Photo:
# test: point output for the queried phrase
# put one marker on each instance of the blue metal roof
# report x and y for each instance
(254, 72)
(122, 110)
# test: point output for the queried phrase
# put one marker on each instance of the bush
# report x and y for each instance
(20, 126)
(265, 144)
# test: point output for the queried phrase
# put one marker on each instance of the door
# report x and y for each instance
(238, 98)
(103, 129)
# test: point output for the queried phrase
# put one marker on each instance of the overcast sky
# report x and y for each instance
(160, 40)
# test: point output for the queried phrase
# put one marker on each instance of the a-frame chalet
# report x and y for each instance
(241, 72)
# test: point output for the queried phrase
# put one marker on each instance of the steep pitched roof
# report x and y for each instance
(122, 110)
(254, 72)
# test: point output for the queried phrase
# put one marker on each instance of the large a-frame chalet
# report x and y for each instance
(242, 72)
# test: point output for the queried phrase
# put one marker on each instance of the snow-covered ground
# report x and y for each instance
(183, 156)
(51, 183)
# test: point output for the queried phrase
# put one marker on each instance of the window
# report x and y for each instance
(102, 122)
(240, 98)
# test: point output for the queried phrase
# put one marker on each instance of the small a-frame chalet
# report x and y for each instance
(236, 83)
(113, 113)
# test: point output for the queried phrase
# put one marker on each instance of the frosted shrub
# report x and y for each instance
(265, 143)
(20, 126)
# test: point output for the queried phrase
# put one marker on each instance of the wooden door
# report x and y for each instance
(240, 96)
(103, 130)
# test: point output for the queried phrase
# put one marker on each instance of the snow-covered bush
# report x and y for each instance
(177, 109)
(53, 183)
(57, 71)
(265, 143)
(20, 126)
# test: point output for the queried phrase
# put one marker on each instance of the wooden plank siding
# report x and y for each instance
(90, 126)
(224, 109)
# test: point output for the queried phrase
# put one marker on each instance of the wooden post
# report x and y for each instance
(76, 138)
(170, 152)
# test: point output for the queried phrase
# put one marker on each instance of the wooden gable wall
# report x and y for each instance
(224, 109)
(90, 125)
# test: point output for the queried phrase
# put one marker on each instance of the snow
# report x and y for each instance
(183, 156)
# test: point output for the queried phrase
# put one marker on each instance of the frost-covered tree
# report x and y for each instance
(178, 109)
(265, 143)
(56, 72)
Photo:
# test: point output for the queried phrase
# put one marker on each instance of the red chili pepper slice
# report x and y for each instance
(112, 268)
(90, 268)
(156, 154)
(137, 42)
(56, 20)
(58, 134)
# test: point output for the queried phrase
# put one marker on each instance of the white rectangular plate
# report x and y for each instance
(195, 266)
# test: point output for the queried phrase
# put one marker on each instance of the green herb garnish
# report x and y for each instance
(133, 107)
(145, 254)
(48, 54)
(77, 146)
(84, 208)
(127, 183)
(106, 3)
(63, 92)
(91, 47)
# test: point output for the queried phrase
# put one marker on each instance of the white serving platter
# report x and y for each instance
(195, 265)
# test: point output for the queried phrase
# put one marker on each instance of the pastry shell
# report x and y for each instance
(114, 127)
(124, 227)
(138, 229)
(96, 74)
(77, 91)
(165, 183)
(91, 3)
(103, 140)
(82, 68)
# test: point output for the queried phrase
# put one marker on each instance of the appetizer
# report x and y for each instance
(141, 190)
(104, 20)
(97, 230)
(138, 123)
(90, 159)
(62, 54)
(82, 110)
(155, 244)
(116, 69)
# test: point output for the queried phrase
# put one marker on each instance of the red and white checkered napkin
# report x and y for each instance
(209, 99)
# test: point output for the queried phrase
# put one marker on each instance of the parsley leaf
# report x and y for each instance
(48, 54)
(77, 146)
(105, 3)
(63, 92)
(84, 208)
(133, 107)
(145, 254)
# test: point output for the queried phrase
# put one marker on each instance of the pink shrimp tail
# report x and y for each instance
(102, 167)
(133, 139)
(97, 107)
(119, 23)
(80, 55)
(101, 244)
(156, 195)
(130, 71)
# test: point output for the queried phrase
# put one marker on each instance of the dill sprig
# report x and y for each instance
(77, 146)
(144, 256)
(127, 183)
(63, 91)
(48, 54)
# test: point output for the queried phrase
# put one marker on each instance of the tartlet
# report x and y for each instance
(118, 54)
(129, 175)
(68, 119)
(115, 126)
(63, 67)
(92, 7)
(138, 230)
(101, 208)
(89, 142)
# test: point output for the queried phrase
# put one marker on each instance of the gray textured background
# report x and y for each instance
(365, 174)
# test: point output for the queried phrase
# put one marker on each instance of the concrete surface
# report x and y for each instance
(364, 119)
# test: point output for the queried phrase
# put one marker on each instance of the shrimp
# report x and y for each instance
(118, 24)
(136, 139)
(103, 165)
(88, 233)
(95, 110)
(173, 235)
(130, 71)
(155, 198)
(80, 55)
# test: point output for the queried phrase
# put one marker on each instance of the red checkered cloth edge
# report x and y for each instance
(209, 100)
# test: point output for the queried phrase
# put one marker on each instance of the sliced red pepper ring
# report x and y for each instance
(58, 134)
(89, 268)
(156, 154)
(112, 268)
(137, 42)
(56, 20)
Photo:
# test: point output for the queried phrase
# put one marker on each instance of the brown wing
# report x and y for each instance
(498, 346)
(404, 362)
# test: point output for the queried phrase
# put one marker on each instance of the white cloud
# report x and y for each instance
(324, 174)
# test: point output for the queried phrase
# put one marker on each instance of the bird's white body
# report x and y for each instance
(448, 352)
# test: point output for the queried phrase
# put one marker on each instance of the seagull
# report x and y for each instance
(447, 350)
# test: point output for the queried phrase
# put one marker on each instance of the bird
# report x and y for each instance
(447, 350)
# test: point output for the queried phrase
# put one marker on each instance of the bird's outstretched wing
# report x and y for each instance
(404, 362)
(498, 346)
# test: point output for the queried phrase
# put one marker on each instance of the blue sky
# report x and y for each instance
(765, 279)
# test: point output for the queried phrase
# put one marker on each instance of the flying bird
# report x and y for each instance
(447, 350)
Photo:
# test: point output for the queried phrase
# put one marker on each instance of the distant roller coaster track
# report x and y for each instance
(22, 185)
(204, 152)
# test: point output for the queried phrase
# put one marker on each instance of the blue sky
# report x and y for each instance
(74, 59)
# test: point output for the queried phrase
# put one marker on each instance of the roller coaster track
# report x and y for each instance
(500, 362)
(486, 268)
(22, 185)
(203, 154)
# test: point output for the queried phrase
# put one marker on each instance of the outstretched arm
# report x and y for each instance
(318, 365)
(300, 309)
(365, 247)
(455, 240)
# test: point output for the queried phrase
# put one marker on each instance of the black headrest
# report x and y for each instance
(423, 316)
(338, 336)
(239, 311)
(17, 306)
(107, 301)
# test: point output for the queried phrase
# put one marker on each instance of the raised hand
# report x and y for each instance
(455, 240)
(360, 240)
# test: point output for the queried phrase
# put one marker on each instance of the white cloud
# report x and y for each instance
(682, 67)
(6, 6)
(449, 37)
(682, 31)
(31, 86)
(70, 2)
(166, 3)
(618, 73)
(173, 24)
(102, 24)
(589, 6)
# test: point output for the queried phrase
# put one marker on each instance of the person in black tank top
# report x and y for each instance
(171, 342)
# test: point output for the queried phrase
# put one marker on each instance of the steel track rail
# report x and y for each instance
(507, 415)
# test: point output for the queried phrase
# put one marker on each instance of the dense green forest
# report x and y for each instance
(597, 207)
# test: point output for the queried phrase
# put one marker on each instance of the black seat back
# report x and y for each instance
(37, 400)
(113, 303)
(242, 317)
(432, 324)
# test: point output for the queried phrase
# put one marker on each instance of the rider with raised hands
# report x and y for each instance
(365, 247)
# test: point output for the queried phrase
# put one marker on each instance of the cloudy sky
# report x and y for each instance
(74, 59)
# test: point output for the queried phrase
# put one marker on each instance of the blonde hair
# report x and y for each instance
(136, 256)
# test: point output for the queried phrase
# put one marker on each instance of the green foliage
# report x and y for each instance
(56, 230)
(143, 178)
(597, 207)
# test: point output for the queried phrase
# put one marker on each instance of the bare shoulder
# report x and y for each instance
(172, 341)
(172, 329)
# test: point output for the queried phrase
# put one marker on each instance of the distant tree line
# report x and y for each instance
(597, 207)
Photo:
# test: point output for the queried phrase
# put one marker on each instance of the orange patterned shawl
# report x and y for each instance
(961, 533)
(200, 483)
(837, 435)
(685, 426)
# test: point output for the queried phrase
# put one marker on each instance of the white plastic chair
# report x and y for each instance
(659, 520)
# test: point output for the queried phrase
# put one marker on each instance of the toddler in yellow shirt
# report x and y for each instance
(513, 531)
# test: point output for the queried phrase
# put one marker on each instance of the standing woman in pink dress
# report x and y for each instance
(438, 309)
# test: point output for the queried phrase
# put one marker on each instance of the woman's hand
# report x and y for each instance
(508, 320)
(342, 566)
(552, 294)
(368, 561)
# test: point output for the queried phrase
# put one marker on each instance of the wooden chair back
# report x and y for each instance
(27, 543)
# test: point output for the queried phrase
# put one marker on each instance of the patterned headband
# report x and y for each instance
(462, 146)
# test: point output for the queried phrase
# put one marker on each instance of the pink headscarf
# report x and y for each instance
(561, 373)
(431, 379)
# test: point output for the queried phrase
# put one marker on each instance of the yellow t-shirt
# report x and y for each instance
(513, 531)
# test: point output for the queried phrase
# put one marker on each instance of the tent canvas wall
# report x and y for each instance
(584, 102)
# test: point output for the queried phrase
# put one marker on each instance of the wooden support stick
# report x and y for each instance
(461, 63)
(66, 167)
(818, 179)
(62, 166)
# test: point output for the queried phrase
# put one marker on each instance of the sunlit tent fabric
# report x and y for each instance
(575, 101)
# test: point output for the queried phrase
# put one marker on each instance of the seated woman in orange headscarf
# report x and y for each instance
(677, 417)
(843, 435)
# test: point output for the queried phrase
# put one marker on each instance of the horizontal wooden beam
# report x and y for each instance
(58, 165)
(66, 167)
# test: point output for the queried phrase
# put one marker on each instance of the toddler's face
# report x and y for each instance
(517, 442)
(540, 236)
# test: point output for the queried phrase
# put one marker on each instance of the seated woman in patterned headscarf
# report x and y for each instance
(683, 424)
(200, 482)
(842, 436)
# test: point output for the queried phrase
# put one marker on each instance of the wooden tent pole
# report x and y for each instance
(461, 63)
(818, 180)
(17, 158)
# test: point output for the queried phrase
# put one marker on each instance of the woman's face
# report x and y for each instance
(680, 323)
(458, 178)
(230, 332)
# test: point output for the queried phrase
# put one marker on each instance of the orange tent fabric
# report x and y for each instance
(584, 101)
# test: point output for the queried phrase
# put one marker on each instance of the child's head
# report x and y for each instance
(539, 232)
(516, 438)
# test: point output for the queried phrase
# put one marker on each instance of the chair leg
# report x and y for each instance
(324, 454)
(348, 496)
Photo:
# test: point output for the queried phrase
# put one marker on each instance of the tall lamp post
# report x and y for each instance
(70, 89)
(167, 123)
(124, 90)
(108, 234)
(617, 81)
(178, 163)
********
■ **PROBLEM TO SOLVE**
Pull out every line of the records that has the word "roof" in it.

■ **OUTPUT BELOW**
# put one marker on each instance of the blue metal roof
# put one marker on each instance of the steep pitched roof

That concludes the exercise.